### Problem details
Reproduce the records from the line with "Do you see any dark interior shadow here?" to the line with "0;208;450;300", swapping "balloon" for "kite" and keeping everything else unchanged. Omit the pictures.

### Data provided
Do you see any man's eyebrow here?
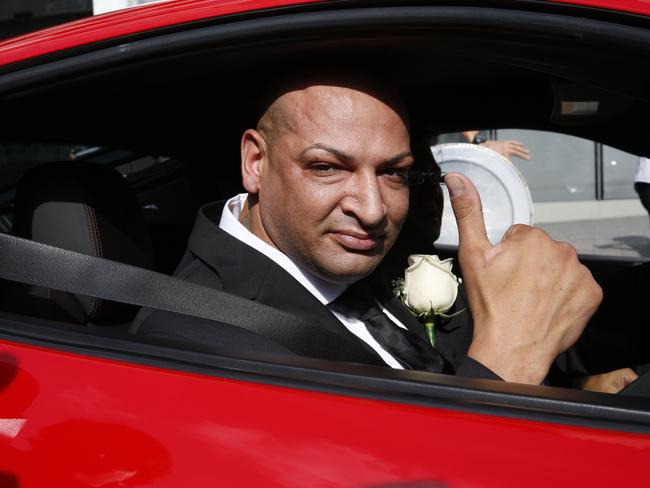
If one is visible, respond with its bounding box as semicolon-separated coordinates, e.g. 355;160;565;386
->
300;142;413;166
385;151;413;166
300;142;352;161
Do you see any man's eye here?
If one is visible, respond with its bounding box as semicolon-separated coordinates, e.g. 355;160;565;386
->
383;169;408;185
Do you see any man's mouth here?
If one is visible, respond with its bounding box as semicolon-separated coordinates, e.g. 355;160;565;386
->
332;231;386;251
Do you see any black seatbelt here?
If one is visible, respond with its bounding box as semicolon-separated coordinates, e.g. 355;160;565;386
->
0;234;370;362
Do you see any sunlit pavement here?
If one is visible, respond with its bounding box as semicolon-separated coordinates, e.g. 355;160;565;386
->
538;215;650;258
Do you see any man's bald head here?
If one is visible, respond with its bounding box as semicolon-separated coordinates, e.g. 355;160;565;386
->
241;79;413;283
256;67;410;144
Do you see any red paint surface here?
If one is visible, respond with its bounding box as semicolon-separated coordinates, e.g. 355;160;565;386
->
0;0;320;66
0;0;650;66
0;342;650;488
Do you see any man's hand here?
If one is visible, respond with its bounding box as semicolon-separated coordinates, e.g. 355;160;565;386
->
445;173;602;384
578;368;639;393
482;140;530;160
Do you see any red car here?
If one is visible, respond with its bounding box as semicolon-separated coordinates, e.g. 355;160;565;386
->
0;0;650;488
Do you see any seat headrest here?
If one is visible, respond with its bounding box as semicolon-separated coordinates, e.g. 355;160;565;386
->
13;161;153;324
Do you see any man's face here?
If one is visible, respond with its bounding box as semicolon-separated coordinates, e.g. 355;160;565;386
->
242;85;413;283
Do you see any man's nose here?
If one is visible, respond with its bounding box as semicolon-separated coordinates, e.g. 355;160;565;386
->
342;173;386;227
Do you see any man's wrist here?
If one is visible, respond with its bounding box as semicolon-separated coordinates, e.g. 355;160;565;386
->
467;342;552;385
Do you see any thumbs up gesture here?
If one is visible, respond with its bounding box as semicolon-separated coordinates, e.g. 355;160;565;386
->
445;173;602;384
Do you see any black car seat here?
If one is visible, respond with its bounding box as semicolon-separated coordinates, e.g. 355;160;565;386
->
3;161;153;325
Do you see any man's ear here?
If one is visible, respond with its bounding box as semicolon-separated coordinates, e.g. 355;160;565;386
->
241;129;267;195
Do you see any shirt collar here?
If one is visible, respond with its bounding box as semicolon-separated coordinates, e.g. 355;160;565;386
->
219;193;347;305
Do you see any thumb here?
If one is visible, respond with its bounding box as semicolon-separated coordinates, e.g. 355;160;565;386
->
445;173;492;253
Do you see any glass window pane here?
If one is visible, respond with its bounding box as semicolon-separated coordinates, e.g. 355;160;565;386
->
497;129;596;202
603;146;639;200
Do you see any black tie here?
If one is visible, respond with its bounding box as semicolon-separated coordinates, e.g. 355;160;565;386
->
329;283;446;373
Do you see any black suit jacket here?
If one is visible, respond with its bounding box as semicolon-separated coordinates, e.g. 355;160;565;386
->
131;202;498;379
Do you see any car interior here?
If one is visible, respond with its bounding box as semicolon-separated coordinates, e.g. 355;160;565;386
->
0;2;650;420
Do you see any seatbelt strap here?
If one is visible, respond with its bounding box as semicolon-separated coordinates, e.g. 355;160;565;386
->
0;234;374;362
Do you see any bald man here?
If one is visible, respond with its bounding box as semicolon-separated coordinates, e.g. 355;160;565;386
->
132;80;602;384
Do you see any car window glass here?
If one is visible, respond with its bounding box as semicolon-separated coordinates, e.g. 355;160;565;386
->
438;129;650;258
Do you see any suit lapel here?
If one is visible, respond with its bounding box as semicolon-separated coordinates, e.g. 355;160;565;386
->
383;297;429;340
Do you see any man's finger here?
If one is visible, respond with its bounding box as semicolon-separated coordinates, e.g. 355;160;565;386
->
445;173;492;249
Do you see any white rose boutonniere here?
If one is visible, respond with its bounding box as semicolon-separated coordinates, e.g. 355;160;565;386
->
394;254;462;346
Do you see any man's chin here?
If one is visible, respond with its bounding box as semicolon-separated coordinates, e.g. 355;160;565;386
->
315;257;381;285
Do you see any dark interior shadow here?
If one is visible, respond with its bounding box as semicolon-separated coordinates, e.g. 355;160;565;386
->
596;236;650;257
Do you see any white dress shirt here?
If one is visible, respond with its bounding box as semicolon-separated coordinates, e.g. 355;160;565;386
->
219;193;406;369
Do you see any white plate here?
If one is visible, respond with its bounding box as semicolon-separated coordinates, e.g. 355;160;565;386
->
431;144;533;246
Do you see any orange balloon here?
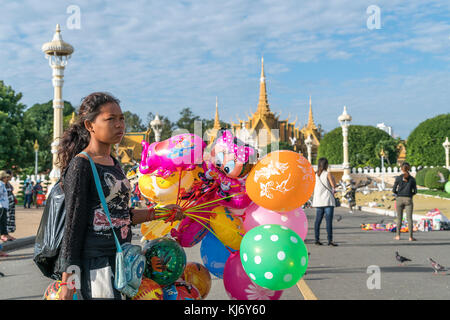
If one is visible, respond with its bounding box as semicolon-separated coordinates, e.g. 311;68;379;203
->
132;278;163;300
141;220;180;240
245;150;316;212
181;262;211;299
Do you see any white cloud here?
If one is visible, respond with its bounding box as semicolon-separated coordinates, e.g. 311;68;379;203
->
0;0;450;138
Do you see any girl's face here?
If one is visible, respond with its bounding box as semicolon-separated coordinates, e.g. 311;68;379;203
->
85;103;125;144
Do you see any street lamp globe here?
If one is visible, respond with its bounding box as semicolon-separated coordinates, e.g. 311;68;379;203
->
42;24;74;184
338;106;352;127
150;114;163;142
338;106;352;182
305;135;312;163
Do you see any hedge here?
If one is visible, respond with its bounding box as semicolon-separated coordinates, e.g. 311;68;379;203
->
416;168;431;187
406;113;450;166
317;125;397;167
425;167;450;190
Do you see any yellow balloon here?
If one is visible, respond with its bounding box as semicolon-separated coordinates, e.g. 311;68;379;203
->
210;207;245;250
141;220;180;240
191;165;205;181
138;171;194;204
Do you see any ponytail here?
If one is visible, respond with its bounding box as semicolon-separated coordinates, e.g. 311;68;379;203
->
57;92;120;171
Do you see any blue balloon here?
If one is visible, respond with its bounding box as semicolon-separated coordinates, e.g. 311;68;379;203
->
200;232;235;279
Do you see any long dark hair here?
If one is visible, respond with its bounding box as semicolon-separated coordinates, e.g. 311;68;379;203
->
57;92;120;171
317;158;328;177
400;162;411;179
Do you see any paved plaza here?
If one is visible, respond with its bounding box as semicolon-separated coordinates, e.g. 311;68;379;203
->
0;208;450;300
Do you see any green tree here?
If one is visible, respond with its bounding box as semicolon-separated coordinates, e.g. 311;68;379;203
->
259;141;294;157
0;81;33;171
406;113;450;166
317;125;397;167
425;167;450;190
147;112;175;142
374;138;400;165
175;108;201;133
24;100;75;172
123;111;148;132
416;168;431;187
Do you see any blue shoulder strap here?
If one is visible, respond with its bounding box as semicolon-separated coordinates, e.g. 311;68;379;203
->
80;151;122;252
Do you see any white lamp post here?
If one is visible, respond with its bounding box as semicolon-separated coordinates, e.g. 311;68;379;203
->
305;135;312;163
42;24;73;183
34;140;39;177
380;149;386;190
442;137;450;170
150;114;163;142
338;106;352;182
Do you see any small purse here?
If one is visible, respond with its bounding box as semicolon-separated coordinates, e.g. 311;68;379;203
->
81;152;145;298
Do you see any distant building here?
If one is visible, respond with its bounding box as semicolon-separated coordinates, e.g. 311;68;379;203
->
377;122;394;137
229;59;320;159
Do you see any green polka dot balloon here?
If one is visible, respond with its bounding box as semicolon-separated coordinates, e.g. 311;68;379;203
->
240;224;308;290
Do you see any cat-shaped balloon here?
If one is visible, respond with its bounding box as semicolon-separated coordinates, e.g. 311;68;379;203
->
202;130;257;209
139;133;206;178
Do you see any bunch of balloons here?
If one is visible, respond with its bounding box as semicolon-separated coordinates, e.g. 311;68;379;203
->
134;130;315;300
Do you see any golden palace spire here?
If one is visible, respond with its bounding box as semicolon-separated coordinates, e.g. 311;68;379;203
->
214;97;220;129
306;96;317;130
257;58;270;114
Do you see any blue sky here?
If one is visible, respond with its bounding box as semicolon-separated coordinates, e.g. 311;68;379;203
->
0;0;450;138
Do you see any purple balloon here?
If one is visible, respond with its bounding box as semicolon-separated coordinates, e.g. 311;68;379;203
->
243;203;308;240
223;251;283;300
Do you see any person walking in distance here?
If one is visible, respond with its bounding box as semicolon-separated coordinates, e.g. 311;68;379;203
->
5;170;16;240
0;170;12;242
312;158;337;247
392;162;417;241
23;180;33;209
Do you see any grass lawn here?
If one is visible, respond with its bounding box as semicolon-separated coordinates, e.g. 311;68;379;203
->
356;191;450;219
417;190;450;199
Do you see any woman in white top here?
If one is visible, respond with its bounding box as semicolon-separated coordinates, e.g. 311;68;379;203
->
311;158;337;247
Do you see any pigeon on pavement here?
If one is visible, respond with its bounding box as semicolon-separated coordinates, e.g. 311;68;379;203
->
428;258;447;274
395;251;411;265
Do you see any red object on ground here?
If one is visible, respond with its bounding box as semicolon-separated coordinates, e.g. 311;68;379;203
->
36;194;45;206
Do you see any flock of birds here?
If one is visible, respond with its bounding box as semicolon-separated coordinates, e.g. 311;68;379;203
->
395;251;448;274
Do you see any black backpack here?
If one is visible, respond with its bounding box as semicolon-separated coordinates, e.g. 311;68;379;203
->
33;180;66;280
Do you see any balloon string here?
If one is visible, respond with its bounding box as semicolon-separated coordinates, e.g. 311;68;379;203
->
176;168;183;205
187;214;244;240
184;184;218;208
184;217;219;239
186;192;243;209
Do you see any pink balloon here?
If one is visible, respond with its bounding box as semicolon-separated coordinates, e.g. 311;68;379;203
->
139;133;206;177
243;203;308;240
202;161;252;209
223;251;283;300
170;217;208;248
227;207;248;216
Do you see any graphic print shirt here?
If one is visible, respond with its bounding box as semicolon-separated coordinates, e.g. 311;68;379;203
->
61;157;132;268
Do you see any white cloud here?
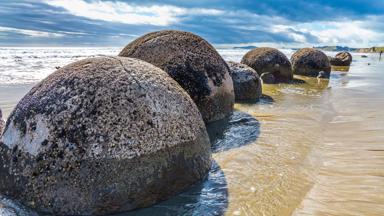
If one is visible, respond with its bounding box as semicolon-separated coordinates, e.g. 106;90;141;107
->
0;26;65;38
295;19;384;47
44;0;224;26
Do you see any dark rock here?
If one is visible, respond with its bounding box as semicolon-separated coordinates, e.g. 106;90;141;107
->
228;61;262;101
0;195;38;216
260;72;276;84
291;48;331;78
119;31;235;122
317;71;327;78
241;47;293;83
0;57;211;215
330;52;352;66
0;108;5;137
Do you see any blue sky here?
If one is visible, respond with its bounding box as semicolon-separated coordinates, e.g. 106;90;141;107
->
0;0;384;47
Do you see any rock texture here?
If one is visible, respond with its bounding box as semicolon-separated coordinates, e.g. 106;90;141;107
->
0;109;5;137
260;72;276;84
228;61;262;101
291;48;331;78
330;52;352;66
0;57;211;215
241;47;293;83
119;31;234;122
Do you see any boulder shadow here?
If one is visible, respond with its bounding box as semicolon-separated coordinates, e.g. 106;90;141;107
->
236;94;275;104
118;161;228;216
207;111;260;153
289;78;307;84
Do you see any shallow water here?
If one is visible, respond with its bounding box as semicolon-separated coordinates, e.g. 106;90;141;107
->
0;49;384;216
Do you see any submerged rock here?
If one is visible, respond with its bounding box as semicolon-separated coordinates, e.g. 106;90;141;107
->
241;47;293;83
119;31;235;122
228;61;262;101
0;108;5;137
260;72;276;84
0;57;211;215
330;52;352;66
291;48;331;78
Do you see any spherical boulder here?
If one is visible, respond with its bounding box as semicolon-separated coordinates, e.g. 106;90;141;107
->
0;109;5;137
0;57;211;215
241;47;293;83
260;72;276;84
291;48;331;78
330;52;352;66
227;61;262;101
119;30;235;122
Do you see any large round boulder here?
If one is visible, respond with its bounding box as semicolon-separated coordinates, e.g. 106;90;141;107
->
330;52;352;66
291;48;331;78
241;47;293;83
0;57;211;215
228;61;262;101
119;31;235;122
0;108;5;137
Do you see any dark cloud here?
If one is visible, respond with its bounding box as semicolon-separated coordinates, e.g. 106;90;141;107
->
0;0;384;46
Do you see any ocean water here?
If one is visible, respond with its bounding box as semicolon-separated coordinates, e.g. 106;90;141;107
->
0;48;384;216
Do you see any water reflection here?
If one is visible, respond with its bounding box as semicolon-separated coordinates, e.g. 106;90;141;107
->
120;162;228;216
207;111;260;153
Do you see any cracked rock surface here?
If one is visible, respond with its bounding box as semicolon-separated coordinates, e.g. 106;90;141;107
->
329;52;352;66
0;57;211;215
291;48;331;78
227;61;262;101
241;47;293;83
119;30;234;122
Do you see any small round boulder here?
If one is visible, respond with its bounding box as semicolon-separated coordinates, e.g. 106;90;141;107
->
0;57;211;215
330;52;352;66
291;48;331;78
119;30;235;122
228;61;262;101
241;47;293;83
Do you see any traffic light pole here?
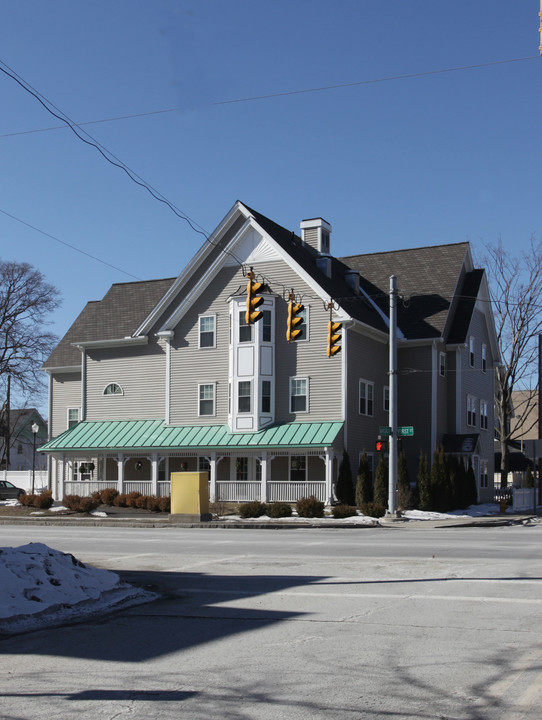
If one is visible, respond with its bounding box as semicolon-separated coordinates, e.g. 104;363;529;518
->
388;275;397;515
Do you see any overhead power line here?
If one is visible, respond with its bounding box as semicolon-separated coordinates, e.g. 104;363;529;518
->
213;55;540;105
0;209;142;280
0;55;540;138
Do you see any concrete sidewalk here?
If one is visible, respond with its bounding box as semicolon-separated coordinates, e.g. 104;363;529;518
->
0;507;539;530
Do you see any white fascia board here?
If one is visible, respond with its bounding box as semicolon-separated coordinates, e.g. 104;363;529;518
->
348;319;390;343
476;271;501;364
134;201;248;335
42;365;81;375
71;335;149;350
157;218;252;336
250;215;362;322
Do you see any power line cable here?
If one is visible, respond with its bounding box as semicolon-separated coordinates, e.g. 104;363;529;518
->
0;60;243;267
213;55;540;105
0;55;540;138
0;108;179;138
0;208;142;280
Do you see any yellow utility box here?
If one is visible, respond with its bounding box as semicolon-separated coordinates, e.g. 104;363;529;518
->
169;472;211;522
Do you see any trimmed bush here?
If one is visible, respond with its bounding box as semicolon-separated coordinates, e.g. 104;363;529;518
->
295;495;324;517
265;502;293;518
331;505;358;519
62;495;81;512
19;493;36;507
145;495;160;512
361;502;386;517
113;493;128;507
33;490;53;510
239;500;266;518
100;488;119;505
158;495;171;512
126;491;141;507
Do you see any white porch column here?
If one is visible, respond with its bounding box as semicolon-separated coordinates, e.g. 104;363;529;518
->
260;450;267;502
117;453;124;495
58;455;66;500
324;448;335;505
151;453;159;497
209;452;217;502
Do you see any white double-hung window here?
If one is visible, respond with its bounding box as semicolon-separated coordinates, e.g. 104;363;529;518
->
198;383;216;415
359;380;374;416
199;315;216;348
290;378;309;413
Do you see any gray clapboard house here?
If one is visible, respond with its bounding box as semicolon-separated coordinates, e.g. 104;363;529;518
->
42;202;498;502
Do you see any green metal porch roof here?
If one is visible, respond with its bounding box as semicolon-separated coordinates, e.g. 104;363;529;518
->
40;420;343;453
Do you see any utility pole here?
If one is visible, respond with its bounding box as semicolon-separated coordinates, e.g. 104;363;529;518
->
6;374;11;470
388;275;397;515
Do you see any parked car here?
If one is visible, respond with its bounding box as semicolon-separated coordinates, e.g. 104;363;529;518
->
0;480;25;500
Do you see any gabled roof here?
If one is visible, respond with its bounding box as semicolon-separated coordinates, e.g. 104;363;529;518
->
43;278;174;370
341;243;469;339
447;270;484;344
245;205;388;333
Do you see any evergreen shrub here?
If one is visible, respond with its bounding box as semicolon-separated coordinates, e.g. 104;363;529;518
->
265;502;293;518
361;502;386;517
331;505;358;519
239;500;266;518
295;495;325;517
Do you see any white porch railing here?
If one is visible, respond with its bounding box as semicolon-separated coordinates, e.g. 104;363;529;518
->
158;480;171;497
267;480;326;502
0;470;47;492
65;480;117;500
216;480;261;502
123;480;153;495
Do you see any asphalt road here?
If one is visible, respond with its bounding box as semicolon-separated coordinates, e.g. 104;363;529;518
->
0;524;542;720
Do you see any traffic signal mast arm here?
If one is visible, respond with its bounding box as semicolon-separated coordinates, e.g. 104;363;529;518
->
245;268;263;325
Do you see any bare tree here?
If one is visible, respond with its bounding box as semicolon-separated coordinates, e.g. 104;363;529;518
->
0;259;60;393
484;237;542;487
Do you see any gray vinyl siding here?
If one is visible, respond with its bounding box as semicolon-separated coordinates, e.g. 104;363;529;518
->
86;342;166;420
397;345;438;480
461;309;494;478
171;261;342;424
49;372;81;438
346;330;389;462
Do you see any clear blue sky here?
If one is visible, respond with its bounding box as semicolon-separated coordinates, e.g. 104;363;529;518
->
0;0;542;368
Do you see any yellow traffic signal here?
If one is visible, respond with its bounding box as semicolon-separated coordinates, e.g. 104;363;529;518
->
245;270;263;325
327;320;342;357
286;292;305;342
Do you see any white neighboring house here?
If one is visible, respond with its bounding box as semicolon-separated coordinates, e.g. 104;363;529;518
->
0;408;48;471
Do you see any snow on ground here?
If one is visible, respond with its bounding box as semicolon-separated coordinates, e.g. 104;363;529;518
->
0;543;158;635
220;503;512;525
0;500;511;635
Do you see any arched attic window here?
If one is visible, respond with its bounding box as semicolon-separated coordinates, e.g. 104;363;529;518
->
103;383;124;395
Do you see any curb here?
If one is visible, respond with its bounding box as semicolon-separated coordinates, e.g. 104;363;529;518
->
0;515;538;530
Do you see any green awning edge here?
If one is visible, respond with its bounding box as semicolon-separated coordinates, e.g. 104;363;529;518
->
40;420;344;453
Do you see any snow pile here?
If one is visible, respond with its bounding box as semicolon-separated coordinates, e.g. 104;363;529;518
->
0;543;158;634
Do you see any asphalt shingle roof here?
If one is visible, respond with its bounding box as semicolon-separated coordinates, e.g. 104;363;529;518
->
43;278;175;369
341;243;468;338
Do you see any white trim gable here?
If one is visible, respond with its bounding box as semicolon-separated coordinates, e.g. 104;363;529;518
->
150;201;362;335
134;201;248;336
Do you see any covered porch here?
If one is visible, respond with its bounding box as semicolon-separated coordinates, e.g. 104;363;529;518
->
42;420;343;503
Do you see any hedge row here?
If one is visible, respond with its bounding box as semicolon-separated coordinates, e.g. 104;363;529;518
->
19;490;53;510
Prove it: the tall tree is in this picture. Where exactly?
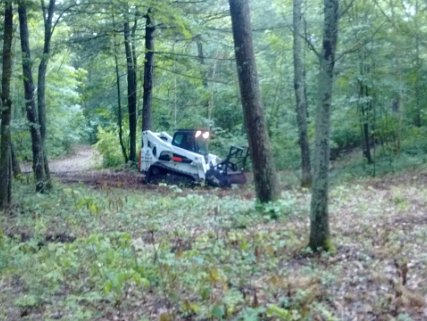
[112,14,129,163]
[229,0,278,202]
[309,0,339,251]
[37,0,56,187]
[0,0,13,209]
[123,14,138,162]
[142,8,156,130]
[293,0,312,187]
[18,0,46,192]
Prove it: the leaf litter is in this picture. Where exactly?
[0,166,427,321]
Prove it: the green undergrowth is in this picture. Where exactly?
[0,174,427,321]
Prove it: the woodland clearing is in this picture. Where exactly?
[0,146,427,321]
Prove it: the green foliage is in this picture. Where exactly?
[96,127,129,167]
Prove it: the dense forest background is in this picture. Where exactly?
[0,0,427,321]
[1,0,427,173]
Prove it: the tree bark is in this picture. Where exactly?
[293,0,312,187]
[37,0,56,188]
[18,0,46,192]
[113,16,129,163]
[142,8,156,130]
[309,0,339,251]
[10,142,22,178]
[124,16,137,162]
[0,0,13,209]
[229,0,278,203]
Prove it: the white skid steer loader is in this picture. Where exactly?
[139,129,248,187]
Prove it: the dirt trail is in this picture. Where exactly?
[49,146,101,173]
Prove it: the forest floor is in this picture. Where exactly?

### Answer to this task
Do you see any dark interior shadow here?
If one is visible, respond with its bounding box as semicolon-separated coordinates, e.g. 355;160;565;386
->
596;236;650;257
Do you see any white dress shirt here?
If one is visible, respond with its bounding box as semicolon-separated coordinates, e.g. 355;160;565;386
->
219;193;406;369
Do you see any white plate here?
If one is visible, respond with its bounding box as semicolon-separated coordinates, e.g. 355;160;565;386
->
431;144;533;246
Do you see any orange kite here?
If one is visible, respond with its bounding box as semicolon-separated coordinates, e.g. 311;68;379;203
->
132;278;163;300
141;220;180;240
245;150;316;212
181;262;211;299
Do you see any white cloud here?
If one is visible, respond with its bounding box as semicolon-separated coordinates, e.g. 311;68;379;203
->
0;0;450;138
Do you see any girl's face here?
If one is visible, respond with its bounding box as semicolon-separated coordinates, e.g. 311;68;379;203
->
85;103;125;144
Do you see any street lamp globe here?
If one is visible, respond with its bounding box as semicolon-separated coordinates, e.g. 311;68;379;203
->
42;24;74;184
338;106;352;127
150;114;163;142
338;106;352;182
305;135;312;163
Do you see any hedge here?
If one is visible, respond with its bounding box as semicolon-separated coordinates, e.g. 311;68;379;203
->
416;168;431;187
406;113;450;166
317;125;397;167
425;167;450;190
Do you see any yellow kite here?
If one is visible, respond with its bounding box as semicolon-separated coordinates, e.g. 311;68;379;203
->
210;207;245;250
141;220;180;240
191;165;205;181
138;171;194;204
Do you see any ponytail here?
If one is visible, respond with its bounding box as semicolon-separated coordinates, e.g. 311;68;379;203
->
57;92;120;171
Do you see any blue kite here?
If one is visible, respond with its bounding box as semicolon-separated coordinates, e.g. 311;68;379;203
->
200;232;235;279
Do you see any long dark hair here?
If one is visible, respond with its bounding box as semicolon-separated coordinates, e.g. 311;68;379;203
->
57;92;120;171
317;158;328;177
400;162;411;179
Do you see any paved plaza here?
If one is visible, respond with its bounding box as semicolon-separated coordinates, e.g. 311;68;379;203
->
0;208;450;300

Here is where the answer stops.